=== Provided material ===

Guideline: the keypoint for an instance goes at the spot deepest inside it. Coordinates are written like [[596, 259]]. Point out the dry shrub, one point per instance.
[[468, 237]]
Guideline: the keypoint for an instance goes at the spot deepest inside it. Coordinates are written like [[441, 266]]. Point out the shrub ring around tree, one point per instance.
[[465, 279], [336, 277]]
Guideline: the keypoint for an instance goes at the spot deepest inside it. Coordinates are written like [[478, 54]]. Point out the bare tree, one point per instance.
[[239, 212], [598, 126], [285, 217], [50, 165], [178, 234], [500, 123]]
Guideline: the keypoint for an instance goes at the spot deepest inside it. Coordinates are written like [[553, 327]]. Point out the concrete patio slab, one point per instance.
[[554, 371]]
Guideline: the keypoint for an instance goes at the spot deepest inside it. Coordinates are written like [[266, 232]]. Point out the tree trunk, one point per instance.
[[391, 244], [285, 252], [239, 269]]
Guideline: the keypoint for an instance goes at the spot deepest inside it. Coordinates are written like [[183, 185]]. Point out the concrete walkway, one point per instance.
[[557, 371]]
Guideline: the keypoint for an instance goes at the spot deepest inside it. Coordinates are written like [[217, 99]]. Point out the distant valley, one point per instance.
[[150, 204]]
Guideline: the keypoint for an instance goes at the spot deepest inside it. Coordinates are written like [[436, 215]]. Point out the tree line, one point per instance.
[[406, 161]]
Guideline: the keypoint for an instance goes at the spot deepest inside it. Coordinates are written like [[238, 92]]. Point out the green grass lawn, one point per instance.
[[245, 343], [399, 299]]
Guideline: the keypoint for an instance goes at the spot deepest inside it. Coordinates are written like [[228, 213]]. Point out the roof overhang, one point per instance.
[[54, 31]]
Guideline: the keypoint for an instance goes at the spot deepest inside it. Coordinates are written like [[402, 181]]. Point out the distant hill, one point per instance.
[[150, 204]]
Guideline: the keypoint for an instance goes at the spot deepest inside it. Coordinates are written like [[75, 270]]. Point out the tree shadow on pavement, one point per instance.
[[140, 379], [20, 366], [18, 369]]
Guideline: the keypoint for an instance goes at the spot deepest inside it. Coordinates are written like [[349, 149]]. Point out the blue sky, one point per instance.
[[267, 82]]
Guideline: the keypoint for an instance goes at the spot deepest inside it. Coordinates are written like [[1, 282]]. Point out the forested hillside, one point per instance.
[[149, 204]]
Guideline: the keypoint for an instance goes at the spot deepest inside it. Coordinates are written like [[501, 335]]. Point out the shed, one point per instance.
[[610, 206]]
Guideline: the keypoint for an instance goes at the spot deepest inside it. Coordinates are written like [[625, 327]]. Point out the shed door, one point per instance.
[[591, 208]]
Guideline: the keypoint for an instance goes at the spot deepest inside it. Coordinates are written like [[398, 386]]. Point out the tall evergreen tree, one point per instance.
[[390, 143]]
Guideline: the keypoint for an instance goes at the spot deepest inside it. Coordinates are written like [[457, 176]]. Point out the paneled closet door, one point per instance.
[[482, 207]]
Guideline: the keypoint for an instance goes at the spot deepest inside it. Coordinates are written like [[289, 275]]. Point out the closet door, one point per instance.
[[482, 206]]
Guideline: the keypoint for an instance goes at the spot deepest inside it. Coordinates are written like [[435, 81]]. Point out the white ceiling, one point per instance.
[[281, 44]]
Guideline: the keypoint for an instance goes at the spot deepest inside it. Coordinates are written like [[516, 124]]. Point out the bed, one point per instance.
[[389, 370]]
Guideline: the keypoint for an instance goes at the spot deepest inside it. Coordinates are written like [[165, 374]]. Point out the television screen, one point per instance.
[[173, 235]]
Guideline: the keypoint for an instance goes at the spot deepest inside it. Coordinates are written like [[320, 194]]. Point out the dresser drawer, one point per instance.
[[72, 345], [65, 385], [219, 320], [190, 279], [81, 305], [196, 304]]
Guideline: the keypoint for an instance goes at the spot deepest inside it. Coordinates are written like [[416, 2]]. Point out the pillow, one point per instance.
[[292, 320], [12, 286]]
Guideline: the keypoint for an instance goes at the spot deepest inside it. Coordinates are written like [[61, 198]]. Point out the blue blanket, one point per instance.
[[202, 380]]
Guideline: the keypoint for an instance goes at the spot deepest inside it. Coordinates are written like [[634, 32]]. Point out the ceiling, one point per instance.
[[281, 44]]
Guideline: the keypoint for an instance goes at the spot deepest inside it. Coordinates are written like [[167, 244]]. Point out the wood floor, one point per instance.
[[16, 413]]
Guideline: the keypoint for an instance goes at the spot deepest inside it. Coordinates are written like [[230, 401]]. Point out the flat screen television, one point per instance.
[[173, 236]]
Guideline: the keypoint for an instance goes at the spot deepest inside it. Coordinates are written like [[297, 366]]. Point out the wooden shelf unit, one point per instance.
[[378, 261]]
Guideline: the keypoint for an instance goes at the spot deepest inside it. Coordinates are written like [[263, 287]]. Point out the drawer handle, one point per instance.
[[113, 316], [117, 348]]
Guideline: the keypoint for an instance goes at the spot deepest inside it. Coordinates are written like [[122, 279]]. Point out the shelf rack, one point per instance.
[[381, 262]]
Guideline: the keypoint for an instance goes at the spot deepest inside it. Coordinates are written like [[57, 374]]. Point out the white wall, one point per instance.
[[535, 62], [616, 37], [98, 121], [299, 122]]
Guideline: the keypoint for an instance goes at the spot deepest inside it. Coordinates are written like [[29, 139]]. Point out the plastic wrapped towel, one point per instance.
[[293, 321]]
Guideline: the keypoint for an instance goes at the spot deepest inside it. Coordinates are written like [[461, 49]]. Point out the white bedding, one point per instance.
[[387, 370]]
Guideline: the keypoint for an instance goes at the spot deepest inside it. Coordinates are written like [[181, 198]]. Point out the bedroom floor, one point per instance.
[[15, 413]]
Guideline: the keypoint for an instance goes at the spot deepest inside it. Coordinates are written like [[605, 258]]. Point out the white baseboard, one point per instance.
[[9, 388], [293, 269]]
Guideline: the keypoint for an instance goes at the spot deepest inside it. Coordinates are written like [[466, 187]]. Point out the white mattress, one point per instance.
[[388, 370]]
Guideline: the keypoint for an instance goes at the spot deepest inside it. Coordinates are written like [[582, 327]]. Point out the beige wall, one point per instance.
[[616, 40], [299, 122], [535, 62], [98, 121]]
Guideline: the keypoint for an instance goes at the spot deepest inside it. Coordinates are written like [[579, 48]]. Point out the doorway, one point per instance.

===

▸ **Given instruction**:
Rewrite all of the lines above as a numbered list, leaving out any blank lines.

▸ **Exercise result**:
1. Guideline: the keypoint for an instance goes at the spot deepest inside it. Coordinates are written like [[596, 259]]. Point out the dry shrub, one point per instance.
2. [[468, 237]]
3. Guideline: the keypoint for an instance goes at the spot deepest inside it. Coordinates are written like [[441, 266]]. Point out the shrub ring around tree, one point per instance.
4. [[465, 279], [336, 277]]
5. Guideline: the keypoint for an instance goes at the spot deepest inside it. Coordinates are written like [[478, 54]]. Point out the bare tree, one point per instance.
6. [[239, 212], [598, 126], [285, 217], [50, 165], [178, 234], [500, 123]]
7. Guideline: the keypoint for an instance goes at the spot deepest inside it. Coordinates are written like [[553, 327]]. Point out the concrete patio slab, one point per instance.
8. [[554, 371]]
9. Guideline: the keypoint for an instance goes at the spot deepest inside it. Coordinates are written like [[266, 232]]. Point out the tree trunk, one point per instance.
10. [[391, 244], [285, 252], [239, 269]]
11. Guideline: the keypoint for an instance goes at the spot deepest inside it. Coordinates are written like [[183, 185]]. Point out the concrete walkway, one point per instance.
12. [[557, 371]]
13. Guideline: the keypoint for an instance goes at the spot deepest inside it. Coordinates are written like [[217, 99]]. Point out the distant valley, one point per instance.
14. [[150, 204]]
15. Guideline: the keypoint for an instance goes at the spot deepest inside it. Coordinates are written like [[436, 215]]. Point out the tree line, one point per instance.
16. [[406, 161]]
17. Guideline: the keypoint for an instance goes at the spot deepest inside it. Coordinates are written like [[238, 92]]. Point out the green grass lawn, one point per instance.
18. [[245, 343], [399, 299]]
19. Guideline: the keypoint for an instance goes at the spot deepest inside it. Coordinates are written like [[228, 213]]. Point out the roof overhang, one point per instance.
20. [[54, 31]]
21. Guideline: the keypoint for an instance goes at the spot deepest inside it. Coordinates are written like [[402, 181]]. Point out the distant hill, one point per instance.
22. [[150, 204]]
23. Guideline: the keypoint for an instance goes at the spot deepest inside it. Coordinates are written like [[75, 270]]. Point out the tree shadow on pavement, one point per instance.
24. [[140, 379], [20, 366], [18, 369]]
25. Guideline: the keypoint for an instance goes at the spot deepest inside it. Coordinates are written like [[349, 149]]. Point out the blue sky, one point per instance.
26. [[267, 82]]
27. Guideline: the keypoint for an instance goes at the spot deepest inside it. Coordinates are written like [[1, 282]]. Point out the forested hillside, one point per instance.
28. [[149, 204]]
29. Guideline: the keypoint for an instance goes at the spot deepest inside it. Coordinates are written like [[501, 335]]. Point out the shed, one point per instance.
30. [[610, 206]]
31. Guideline: the keypoint for an instance goes at the spot deepest inside it. Coordinates are written like [[625, 327]]. Point out the shed door, one point per instance.
32. [[591, 208]]
33. Guideline: the keypoint for an instance goes at the spot deepest inside it. Coordinates are written like [[398, 386]]. Point out the tall evergreen tree, one point per instance.
34. [[390, 143]]
35. Guideline: the keypoint for an instance goes at the spot deepest inside it. Coordinates are written like [[457, 176]]. Point out the paneled closet door, one point per instance.
36. [[482, 207]]
37. Guideline: the keypoint for an instance goes at the spot deepest inside it. Coordinates are written like [[289, 275]]. Point out the closet door, one point per instance.
38. [[482, 206]]
39. Guideline: the keypoint for an instance goes at the spot deepest inside it. Coordinates are written like [[435, 81]]. Point out the white ceiling, one point per instance.
40. [[281, 44]]
41. Guideline: the keypoint for an instance goes at the spot deepest inside it. Coordinates are written like [[516, 124]]. Point out the bed, one point per instance.
42. [[389, 370]]
43. Guideline: the keypoint for an instance goes at the spot deepest inside it. Coordinates are written like [[165, 374]]. Point out the television screen, one point per instance.
44. [[173, 235]]
45. Guideline: the keypoint for an instance goes at the spot deepest inside it. Coordinates are written like [[320, 194]]. Point out the dresser drawer, one point per instance.
46. [[72, 345], [65, 385], [219, 320], [190, 279], [81, 305], [196, 304]]
47. Guideline: the keypoint for an instance goes at the spot deepest inside it. Coordinates are written like [[416, 2]]. Point out the pillow, one point per instance.
48. [[292, 320], [12, 286]]
49. Guideline: the keypoint for an instance goes at the spot deepest inside it. Coordinates are written like [[61, 198]]. Point out the blue blanket, one point per instance.
50. [[202, 380]]
51. Guideline: the keypoint for an instance goes at the spot deepest inside it. Coordinates are written like [[634, 32]]. Point out the ceiling, one point per instance.
52. [[281, 44]]
53. Guideline: the keypoint for an instance goes at the spot deepest inside it. Coordinates are written like [[167, 244]]. Point out the wood floor, one point per instance.
54. [[16, 413]]
55. Guideline: the keypoint for an instance goes at the spot deepest inside it. Coordinates are written like [[230, 401]]. Point out the flat screen television, one point per instance.
56. [[173, 236]]
57. Guideline: the keypoint for an instance goes at the spot deepest inside it. Coordinates are written like [[297, 366]]. Point out the wooden shelf unit, one point per instance.
58. [[378, 261]]
59. Guideline: the keypoint for an instance goes at the spot deepest inside it. Coordinates are written like [[263, 287]]. Point out the drawer handle, one point per instance.
60. [[113, 316], [117, 348]]
61. Guideline: the keypoint for an instance goes at the spot deepest inside it. Coordinates are written like [[122, 279]]. Point out the shelf rack, one point per instance.
62. [[381, 262]]
63. Guideline: the keypoint for an instance goes at the spot deepest inside it. Coordinates are written like [[57, 374]]. Point out the white wall, one point per instance.
64. [[535, 62], [616, 37], [98, 121], [299, 122]]
65. Guideline: the keypoint for an instance goes at the spot deepest inside it. Coordinates are written like [[29, 139]]. Point out the plastic wrapped towel, one point per instance.
66. [[293, 321]]
67. Guideline: the keypoint for an instance goes at the spot deepest inside it. Coordinates are written like [[461, 49]]. Point out the white bedding, one point per instance.
68. [[387, 370]]
69. Guideline: the keypoint for an instance goes at the spot deepest inside it. Coordinates are written like [[181, 198]]. Point out the bedroom floor, one point per instance.
70. [[15, 413]]
71. Guideline: the keypoint for an instance goes at the spot deepest inside it. Coordinates are written like [[605, 258]]. Point out the white baseboard, one point per instance.
72. [[9, 388], [293, 269]]
73. Guideline: the keypoint for an instance goes at the spot deepest inside it. Coordinates are written like [[466, 187]]. Point out the white mattress, one point per instance.
74. [[388, 370]]
75. Guideline: the keypoint for an instance goes at the spot deepest inside it. Coordinates are written like [[582, 327]]. Point out the beige wall, one point per instance.
76. [[616, 40], [299, 122], [535, 62], [98, 121]]
77. Guideline: the keypoint for an instance goes at the spot deepest inside it. Coordinates are written like [[579, 48]]. Point out the doorway, one point per instance.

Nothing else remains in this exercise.